Task to complete: Show each line of the listing below that contains the word "navy", copied in full. Matches are case-sensitive.

#### Data rows ####

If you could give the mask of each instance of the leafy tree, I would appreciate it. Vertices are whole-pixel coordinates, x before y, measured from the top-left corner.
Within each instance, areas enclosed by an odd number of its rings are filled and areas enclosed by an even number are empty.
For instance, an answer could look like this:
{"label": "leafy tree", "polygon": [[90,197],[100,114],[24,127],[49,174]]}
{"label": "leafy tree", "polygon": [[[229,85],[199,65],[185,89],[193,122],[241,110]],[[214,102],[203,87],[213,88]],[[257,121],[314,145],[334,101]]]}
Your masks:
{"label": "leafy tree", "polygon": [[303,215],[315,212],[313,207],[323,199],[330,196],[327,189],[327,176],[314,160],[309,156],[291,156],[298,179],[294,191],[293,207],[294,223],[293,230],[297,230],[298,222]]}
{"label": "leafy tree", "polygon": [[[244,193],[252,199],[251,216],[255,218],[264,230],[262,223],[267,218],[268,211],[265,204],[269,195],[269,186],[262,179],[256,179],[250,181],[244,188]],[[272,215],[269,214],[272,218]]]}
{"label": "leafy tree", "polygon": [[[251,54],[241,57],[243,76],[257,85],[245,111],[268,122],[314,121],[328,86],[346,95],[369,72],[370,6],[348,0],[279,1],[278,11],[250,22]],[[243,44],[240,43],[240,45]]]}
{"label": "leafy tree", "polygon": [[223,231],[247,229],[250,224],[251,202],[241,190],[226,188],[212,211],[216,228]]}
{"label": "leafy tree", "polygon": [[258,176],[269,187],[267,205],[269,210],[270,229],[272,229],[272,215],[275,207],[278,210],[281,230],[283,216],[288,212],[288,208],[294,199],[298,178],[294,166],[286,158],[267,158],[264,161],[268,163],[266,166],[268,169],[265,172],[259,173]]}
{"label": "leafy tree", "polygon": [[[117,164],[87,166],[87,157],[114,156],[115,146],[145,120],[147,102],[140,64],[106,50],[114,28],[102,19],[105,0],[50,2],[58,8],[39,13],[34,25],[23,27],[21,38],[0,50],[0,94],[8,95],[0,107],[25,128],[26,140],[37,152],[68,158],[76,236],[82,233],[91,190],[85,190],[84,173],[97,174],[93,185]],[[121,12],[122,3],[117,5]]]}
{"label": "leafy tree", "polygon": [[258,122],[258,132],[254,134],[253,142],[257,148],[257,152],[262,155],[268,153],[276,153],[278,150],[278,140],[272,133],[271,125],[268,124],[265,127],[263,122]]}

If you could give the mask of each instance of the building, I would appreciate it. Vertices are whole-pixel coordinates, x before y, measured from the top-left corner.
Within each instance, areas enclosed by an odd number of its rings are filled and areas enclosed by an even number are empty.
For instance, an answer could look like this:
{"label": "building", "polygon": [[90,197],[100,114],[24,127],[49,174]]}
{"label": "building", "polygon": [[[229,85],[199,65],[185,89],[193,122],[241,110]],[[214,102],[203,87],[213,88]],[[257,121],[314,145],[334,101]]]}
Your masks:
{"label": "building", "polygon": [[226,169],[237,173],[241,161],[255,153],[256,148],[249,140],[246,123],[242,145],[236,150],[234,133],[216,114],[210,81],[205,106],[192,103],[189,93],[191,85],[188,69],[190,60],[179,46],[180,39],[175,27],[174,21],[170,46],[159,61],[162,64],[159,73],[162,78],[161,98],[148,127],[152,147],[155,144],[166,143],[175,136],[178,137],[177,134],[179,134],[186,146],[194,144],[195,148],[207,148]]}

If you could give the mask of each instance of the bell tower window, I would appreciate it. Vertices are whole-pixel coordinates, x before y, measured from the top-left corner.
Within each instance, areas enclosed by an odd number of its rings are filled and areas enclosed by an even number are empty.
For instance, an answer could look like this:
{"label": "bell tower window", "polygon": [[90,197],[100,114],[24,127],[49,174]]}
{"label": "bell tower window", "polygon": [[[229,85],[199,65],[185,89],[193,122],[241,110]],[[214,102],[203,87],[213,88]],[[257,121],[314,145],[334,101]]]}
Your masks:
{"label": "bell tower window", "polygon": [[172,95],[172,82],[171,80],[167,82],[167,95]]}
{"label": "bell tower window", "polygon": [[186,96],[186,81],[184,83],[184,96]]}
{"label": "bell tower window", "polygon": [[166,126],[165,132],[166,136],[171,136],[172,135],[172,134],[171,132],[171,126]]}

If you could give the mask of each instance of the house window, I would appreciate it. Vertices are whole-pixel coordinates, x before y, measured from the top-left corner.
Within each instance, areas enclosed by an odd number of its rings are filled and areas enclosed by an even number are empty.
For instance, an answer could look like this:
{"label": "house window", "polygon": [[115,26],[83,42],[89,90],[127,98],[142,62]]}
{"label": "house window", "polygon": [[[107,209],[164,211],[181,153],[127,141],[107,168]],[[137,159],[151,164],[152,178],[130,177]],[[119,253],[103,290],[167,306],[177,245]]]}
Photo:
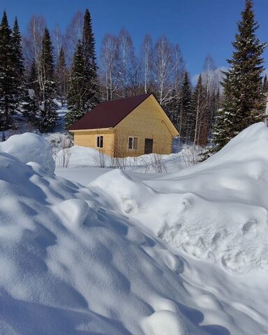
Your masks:
{"label": "house window", "polygon": [[137,150],[137,137],[128,137],[128,149]]}
{"label": "house window", "polygon": [[103,136],[97,136],[97,148],[103,148]]}

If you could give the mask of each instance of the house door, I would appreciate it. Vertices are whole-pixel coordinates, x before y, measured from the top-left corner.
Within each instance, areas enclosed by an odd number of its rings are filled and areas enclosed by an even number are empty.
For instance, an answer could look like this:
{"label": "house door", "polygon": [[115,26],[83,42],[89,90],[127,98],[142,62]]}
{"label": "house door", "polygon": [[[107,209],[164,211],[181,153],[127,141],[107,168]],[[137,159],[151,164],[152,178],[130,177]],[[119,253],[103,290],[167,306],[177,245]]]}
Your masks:
{"label": "house door", "polygon": [[145,138],[144,154],[151,154],[153,152],[153,140]]}

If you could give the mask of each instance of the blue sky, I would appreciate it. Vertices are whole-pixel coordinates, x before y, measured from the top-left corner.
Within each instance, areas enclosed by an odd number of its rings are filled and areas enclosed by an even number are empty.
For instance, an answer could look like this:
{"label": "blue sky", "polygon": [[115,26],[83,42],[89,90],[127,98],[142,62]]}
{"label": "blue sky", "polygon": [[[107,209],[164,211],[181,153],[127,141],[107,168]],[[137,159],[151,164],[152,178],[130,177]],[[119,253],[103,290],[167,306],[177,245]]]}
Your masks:
{"label": "blue sky", "polygon": [[[22,32],[33,14],[43,15],[49,29],[58,23],[64,31],[76,11],[88,8],[97,53],[105,34],[117,34],[123,27],[131,34],[137,51],[145,34],[151,34],[154,41],[165,34],[181,47],[192,77],[202,70],[208,54],[218,67],[226,66],[244,6],[244,0],[0,0],[0,10],[6,10],[10,23],[17,15]],[[266,41],[268,1],[255,0],[255,9],[260,25],[258,36]],[[266,50],[265,60],[267,57]]]}

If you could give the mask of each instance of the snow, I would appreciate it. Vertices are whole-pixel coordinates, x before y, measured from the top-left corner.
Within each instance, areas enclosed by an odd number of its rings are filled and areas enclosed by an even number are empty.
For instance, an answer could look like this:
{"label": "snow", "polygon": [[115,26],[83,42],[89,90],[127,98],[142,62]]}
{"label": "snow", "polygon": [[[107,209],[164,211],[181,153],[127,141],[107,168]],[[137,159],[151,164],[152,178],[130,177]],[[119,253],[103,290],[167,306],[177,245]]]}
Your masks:
{"label": "snow", "polygon": [[32,133],[10,136],[0,143],[0,151],[16,157],[21,162],[35,162],[50,173],[54,173],[55,163],[47,141]]}
{"label": "snow", "polygon": [[268,334],[267,142],[257,124],[172,174],[57,169],[80,184],[1,144],[0,334]]}

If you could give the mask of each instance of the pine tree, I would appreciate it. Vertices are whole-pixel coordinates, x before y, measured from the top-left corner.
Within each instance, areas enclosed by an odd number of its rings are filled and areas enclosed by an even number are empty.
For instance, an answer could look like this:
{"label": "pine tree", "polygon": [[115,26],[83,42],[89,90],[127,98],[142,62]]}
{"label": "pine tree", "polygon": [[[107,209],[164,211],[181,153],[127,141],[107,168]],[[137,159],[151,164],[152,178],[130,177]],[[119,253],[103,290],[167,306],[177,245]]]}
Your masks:
{"label": "pine tree", "polygon": [[100,88],[98,83],[98,67],[96,62],[95,38],[89,10],[86,10],[84,17],[82,45],[84,60],[85,106],[86,112],[99,103]]}
{"label": "pine tree", "polygon": [[40,108],[38,128],[41,133],[51,131],[57,119],[56,84],[54,81],[54,64],[52,43],[48,29],[45,29],[40,56],[40,91],[42,105]]}
{"label": "pine tree", "polygon": [[65,118],[65,126],[68,129],[74,122],[85,114],[87,112],[84,94],[84,57],[81,41],[78,41],[73,57],[70,70],[69,89],[68,92],[68,106],[69,112]]}
{"label": "pine tree", "polygon": [[215,151],[251,124],[263,119],[261,55],[265,45],[256,37],[258,28],[252,1],[246,0],[232,43],[232,58],[228,60],[230,68],[224,73],[223,109],[214,131]]}
{"label": "pine tree", "polygon": [[67,95],[67,66],[65,60],[64,48],[59,50],[58,60],[56,64],[56,80],[58,97],[64,105]]}
{"label": "pine tree", "polygon": [[15,96],[17,107],[19,107],[25,96],[24,66],[22,56],[22,35],[20,31],[17,17],[15,19],[12,38],[14,52],[15,84],[16,93]]}
{"label": "pine tree", "polygon": [[194,140],[194,117],[192,105],[192,88],[189,75],[185,72],[179,102],[178,120],[180,139],[185,143]]}
{"label": "pine tree", "polygon": [[6,11],[0,25],[0,127],[3,131],[12,126],[15,109],[16,77],[12,31]]}

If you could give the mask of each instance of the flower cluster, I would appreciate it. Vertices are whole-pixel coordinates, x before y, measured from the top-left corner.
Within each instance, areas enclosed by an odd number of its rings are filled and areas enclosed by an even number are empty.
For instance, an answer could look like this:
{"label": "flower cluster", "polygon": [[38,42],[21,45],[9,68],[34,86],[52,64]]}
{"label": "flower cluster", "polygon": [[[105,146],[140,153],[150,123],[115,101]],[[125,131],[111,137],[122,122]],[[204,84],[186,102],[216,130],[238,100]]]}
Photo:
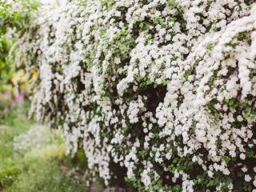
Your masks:
{"label": "flower cluster", "polygon": [[31,114],[84,149],[91,175],[139,191],[256,190],[253,1],[41,9],[17,54],[40,74]]}

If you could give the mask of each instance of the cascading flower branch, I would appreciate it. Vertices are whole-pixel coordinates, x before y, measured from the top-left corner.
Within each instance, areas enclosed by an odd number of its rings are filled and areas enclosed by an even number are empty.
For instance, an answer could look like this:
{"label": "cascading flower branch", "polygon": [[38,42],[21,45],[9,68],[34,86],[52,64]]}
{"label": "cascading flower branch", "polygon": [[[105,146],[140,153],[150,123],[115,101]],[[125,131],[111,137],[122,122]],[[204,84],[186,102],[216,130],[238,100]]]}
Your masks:
{"label": "cascading flower branch", "polygon": [[256,191],[255,13],[244,0],[42,6],[16,54],[39,71],[31,114],[106,184]]}

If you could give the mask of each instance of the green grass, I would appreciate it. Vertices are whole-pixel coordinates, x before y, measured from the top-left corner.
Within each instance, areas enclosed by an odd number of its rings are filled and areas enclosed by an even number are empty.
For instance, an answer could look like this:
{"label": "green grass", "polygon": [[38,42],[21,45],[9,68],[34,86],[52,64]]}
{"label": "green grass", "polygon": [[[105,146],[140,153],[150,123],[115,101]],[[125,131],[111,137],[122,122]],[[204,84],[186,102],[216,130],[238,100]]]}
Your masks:
{"label": "green grass", "polygon": [[87,191],[84,185],[60,168],[72,167],[72,160],[65,156],[65,146],[58,133],[46,130],[42,137],[50,137],[49,142],[18,153],[14,149],[14,138],[38,125],[22,114],[2,122],[5,126],[0,128],[0,191]]}

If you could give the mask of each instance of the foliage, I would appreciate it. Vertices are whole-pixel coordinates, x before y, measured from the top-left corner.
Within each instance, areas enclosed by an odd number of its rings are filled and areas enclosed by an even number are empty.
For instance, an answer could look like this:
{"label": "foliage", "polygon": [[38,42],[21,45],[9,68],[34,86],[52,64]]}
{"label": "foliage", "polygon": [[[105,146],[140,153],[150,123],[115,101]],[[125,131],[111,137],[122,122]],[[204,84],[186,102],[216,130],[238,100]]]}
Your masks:
{"label": "foliage", "polygon": [[31,114],[106,185],[255,191],[253,2],[42,7],[17,50],[40,74]]}
{"label": "foliage", "polygon": [[0,126],[0,190],[85,191],[78,180],[61,169],[71,169],[73,160],[64,156],[59,133],[53,134],[18,114],[21,116],[6,118],[6,125]]}

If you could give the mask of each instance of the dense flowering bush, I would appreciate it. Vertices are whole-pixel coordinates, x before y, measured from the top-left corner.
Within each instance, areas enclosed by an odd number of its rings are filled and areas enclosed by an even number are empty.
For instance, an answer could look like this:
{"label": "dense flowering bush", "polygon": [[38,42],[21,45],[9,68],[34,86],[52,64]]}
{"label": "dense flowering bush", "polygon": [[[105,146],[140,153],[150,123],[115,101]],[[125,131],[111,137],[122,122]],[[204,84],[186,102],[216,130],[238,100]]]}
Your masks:
{"label": "dense flowering bush", "polygon": [[31,114],[62,129],[69,152],[83,148],[106,184],[255,191],[253,2],[42,7],[16,55],[39,71]]}

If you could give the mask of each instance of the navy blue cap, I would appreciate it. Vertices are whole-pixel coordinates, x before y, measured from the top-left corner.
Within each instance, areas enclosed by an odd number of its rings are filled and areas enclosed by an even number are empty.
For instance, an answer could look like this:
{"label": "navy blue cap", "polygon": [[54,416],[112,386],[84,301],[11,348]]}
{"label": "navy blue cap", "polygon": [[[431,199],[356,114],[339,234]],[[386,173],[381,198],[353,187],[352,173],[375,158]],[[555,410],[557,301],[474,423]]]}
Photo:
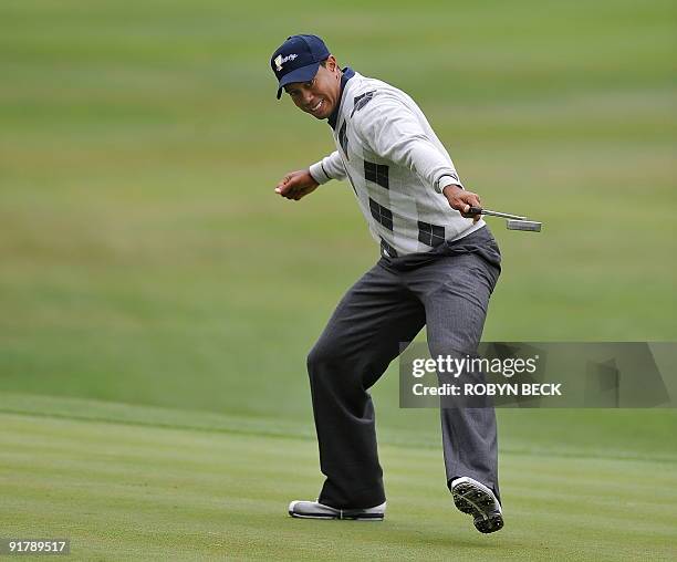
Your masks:
{"label": "navy blue cap", "polygon": [[270,66],[278,79],[278,100],[282,95],[282,86],[313,80],[320,63],[330,54],[324,41],[317,35],[287,38],[270,58]]}

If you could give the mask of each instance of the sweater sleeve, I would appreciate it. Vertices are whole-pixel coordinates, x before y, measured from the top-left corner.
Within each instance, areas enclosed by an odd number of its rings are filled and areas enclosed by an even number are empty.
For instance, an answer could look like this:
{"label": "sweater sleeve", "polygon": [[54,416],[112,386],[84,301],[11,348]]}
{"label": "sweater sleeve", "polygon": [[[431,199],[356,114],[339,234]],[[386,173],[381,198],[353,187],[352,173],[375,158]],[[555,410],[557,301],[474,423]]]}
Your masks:
{"label": "sweater sleeve", "polygon": [[355,117],[356,134],[375,154],[409,168],[437,192],[451,184],[462,187],[454,163],[403,101],[375,96]]}
{"label": "sweater sleeve", "polygon": [[329,156],[313,164],[310,167],[310,174],[320,185],[326,184],[330,179],[345,179],[345,167],[338,150],[334,150]]}

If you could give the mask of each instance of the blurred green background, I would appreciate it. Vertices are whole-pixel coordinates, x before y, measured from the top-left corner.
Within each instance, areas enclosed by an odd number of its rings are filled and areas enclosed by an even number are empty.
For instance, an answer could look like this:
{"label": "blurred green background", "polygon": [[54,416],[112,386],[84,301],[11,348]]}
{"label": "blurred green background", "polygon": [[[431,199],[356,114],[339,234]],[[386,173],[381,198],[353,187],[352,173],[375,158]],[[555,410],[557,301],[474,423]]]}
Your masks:
{"label": "blurred green background", "polygon": [[[269,56],[299,32],[409,93],[488,207],[544,222],[491,222],[485,340],[677,340],[676,14],[4,0],[0,409],[312,438],[305,355],[378,248],[347,184],[273,194],[333,149],[274,97]],[[436,446],[437,413],[400,410],[394,371],[374,389],[384,443]],[[499,416],[503,451],[677,457],[670,410]]]}

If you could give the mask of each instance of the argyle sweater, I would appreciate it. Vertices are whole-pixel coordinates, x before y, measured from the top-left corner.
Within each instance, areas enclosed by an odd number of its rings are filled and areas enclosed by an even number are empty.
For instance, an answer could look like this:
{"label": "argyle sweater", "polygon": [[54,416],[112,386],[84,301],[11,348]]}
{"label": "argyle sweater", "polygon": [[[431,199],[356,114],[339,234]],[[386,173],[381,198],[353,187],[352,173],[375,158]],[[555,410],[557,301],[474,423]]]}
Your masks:
{"label": "argyle sweater", "polygon": [[384,256],[426,252],[485,226],[461,217],[441,190],[462,184],[418,105],[379,80],[343,70],[329,119],[336,150],[310,167],[319,184],[347,179]]}

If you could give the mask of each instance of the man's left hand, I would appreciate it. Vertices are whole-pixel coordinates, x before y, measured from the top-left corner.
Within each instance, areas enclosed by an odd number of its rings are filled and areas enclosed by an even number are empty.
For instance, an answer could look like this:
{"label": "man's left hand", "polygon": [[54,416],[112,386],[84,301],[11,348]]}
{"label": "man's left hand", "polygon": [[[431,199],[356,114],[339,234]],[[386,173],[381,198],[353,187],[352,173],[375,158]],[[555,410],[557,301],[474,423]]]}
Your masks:
{"label": "man's left hand", "polygon": [[480,215],[466,215],[470,207],[481,207],[479,195],[472,191],[466,191],[456,185],[445,187],[442,194],[447,198],[447,201],[449,201],[449,206],[459,211],[462,217],[472,219],[475,222],[481,218]]}

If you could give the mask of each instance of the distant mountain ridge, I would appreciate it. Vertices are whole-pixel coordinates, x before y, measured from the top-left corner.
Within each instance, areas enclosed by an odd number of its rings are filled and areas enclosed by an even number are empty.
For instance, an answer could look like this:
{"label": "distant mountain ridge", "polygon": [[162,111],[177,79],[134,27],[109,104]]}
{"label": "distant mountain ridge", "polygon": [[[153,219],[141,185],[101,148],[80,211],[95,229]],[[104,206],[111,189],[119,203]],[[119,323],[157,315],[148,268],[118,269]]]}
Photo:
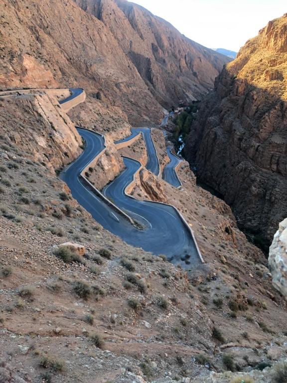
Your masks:
{"label": "distant mountain ridge", "polygon": [[124,0],[25,2],[1,8],[0,89],[80,87],[143,126],[201,98],[230,61]]}
{"label": "distant mountain ridge", "polygon": [[237,52],[234,52],[233,50],[229,50],[229,49],[225,49],[224,48],[213,48],[212,49],[216,52],[224,54],[225,56],[227,56],[228,57],[230,57],[230,58],[236,58]]}

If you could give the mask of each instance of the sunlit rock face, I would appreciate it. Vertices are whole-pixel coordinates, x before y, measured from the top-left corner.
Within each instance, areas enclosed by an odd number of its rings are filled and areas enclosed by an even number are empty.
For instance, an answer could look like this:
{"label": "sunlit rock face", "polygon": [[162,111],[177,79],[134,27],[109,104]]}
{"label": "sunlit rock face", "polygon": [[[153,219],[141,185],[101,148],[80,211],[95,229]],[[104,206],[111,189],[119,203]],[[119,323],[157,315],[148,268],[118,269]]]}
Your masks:
{"label": "sunlit rock face", "polygon": [[274,287],[287,297],[287,218],[274,235],[269,262]]}

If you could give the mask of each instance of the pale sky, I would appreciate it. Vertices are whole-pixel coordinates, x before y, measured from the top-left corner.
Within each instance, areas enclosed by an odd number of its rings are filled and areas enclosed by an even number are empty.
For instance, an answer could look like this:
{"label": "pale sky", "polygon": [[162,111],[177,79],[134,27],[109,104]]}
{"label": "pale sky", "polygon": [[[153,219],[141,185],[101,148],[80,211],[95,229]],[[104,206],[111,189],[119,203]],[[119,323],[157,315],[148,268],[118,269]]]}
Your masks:
{"label": "pale sky", "polygon": [[134,0],[208,48],[238,52],[270,20],[287,12],[286,0]]}

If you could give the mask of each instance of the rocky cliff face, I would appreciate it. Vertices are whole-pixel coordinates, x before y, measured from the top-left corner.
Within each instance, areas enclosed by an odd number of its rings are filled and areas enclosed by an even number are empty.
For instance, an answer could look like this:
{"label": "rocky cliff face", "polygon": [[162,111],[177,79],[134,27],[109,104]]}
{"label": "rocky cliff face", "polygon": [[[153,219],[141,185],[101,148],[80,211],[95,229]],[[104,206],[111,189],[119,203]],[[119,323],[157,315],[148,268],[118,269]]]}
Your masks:
{"label": "rocky cliff face", "polygon": [[279,224],[270,246],[268,261],[274,287],[287,297],[287,218]]}
{"label": "rocky cliff face", "polygon": [[166,107],[200,98],[228,60],[126,0],[74,1],[104,22],[149,90]]}
{"label": "rocky cliff face", "polygon": [[0,89],[80,85],[142,124],[200,97],[227,62],[127,1],[76,2],[3,0]]}
{"label": "rocky cliff face", "polygon": [[0,97],[0,124],[7,144],[3,149],[21,146],[30,160],[51,169],[67,165],[81,153],[80,136],[51,95]]}
{"label": "rocky cliff face", "polygon": [[186,147],[199,178],[268,245],[287,214],[287,14],[223,70]]}

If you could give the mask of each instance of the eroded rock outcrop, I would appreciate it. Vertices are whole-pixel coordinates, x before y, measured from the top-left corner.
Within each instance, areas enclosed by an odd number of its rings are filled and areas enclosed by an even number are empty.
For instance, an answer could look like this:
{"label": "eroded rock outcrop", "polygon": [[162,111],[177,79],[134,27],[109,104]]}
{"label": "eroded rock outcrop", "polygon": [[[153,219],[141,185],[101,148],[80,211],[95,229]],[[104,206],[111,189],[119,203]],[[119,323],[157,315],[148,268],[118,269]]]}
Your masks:
{"label": "eroded rock outcrop", "polygon": [[0,89],[80,86],[133,124],[201,96],[229,60],[128,1],[3,0],[0,16]]}
{"label": "eroded rock outcrop", "polygon": [[268,250],[287,215],[287,14],[247,41],[200,107],[185,153]]}
{"label": "eroded rock outcrop", "polygon": [[287,297],[287,218],[280,223],[274,236],[269,262],[274,286]]}

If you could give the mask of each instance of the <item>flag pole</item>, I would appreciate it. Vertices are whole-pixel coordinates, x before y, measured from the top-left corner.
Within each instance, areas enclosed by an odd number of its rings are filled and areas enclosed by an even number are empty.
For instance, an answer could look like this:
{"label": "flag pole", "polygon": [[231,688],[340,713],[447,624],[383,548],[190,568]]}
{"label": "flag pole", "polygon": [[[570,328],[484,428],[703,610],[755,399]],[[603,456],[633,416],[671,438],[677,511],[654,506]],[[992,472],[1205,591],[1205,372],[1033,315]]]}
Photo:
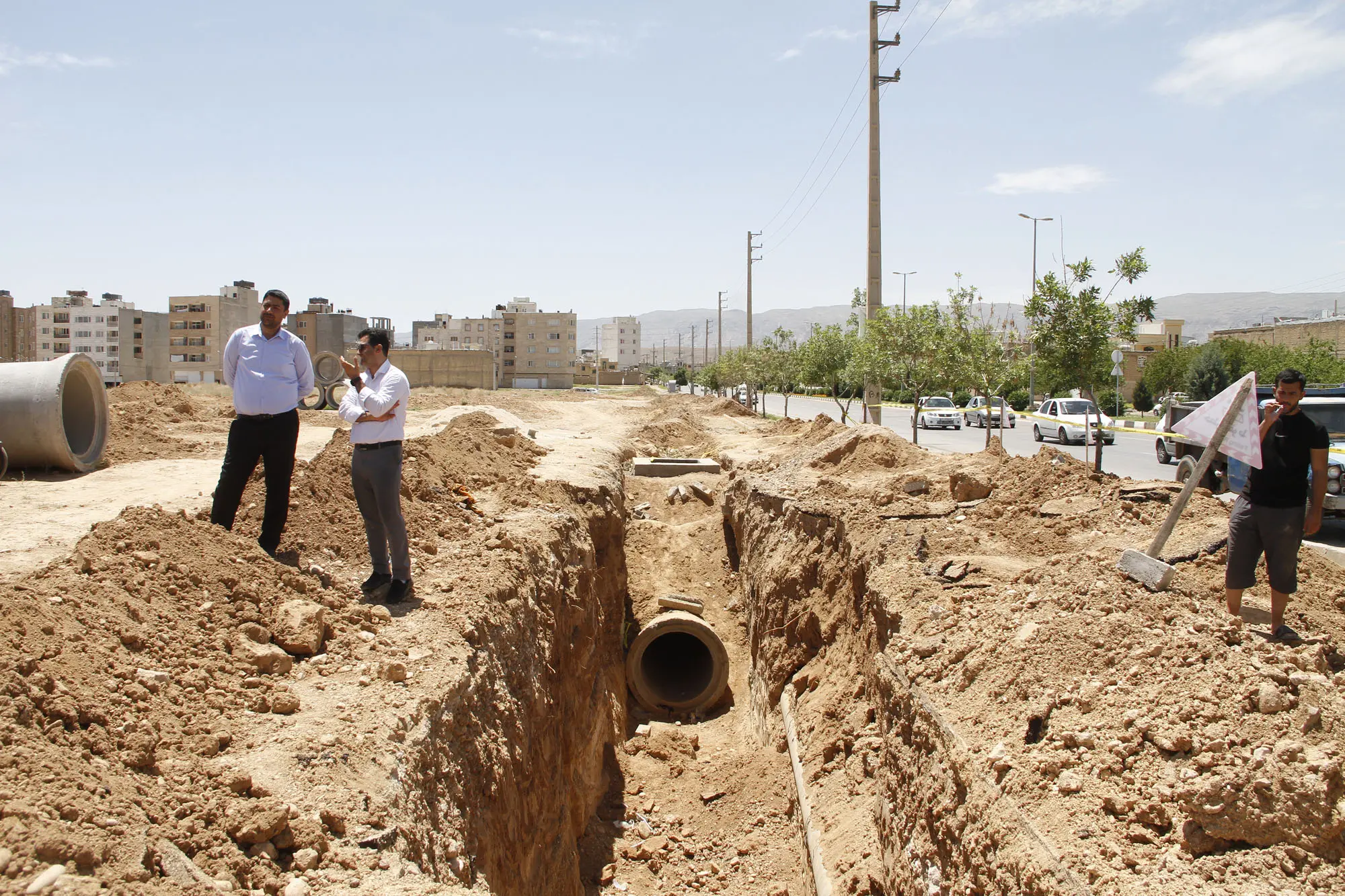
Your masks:
{"label": "flag pole", "polygon": [[1190,500],[1192,492],[1196,491],[1196,486],[1200,480],[1205,478],[1209,464],[1215,461],[1215,455],[1219,453],[1219,447],[1224,444],[1224,436],[1228,435],[1228,431],[1233,426],[1233,421],[1237,420],[1237,416],[1243,412],[1243,402],[1247,401],[1247,394],[1252,390],[1254,385],[1255,379],[1251,377],[1243,382],[1237,394],[1233,397],[1233,404],[1228,406],[1228,410],[1224,413],[1224,418],[1219,421],[1219,429],[1215,431],[1213,439],[1210,439],[1209,444],[1205,445],[1205,451],[1200,452],[1200,460],[1196,463],[1196,471],[1192,472],[1186,484],[1182,486],[1181,494],[1177,495],[1177,500],[1173,502],[1171,510],[1167,511],[1167,519],[1165,519],[1163,525],[1158,527],[1158,533],[1149,544],[1149,550],[1145,552],[1150,557],[1157,560],[1158,554],[1163,549],[1163,545],[1167,544],[1167,538],[1173,534],[1173,529],[1177,527],[1177,521],[1181,519],[1181,511],[1186,510],[1186,503]]}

####

Task solution:
If you could give the mask of each instance of the navy blue cap, I would appreciate it. Vertices are whole-pixel coordinates, x before y, measured from the top-left corner.
{"label": "navy blue cap", "polygon": [[54,416],[112,386],[84,301],[11,348]]}
{"label": "navy blue cap", "polygon": [[[431,199],[356,114],[339,234]],[[386,173],[381,198],[353,187],[352,173],[375,158]],[[555,410],[557,301],[474,423]]]}
{"label": "navy blue cap", "polygon": [[270,66],[278,79],[278,100],[282,95],[282,86],[313,80],[320,63],[330,54],[324,41],[317,35],[287,38],[270,58]]}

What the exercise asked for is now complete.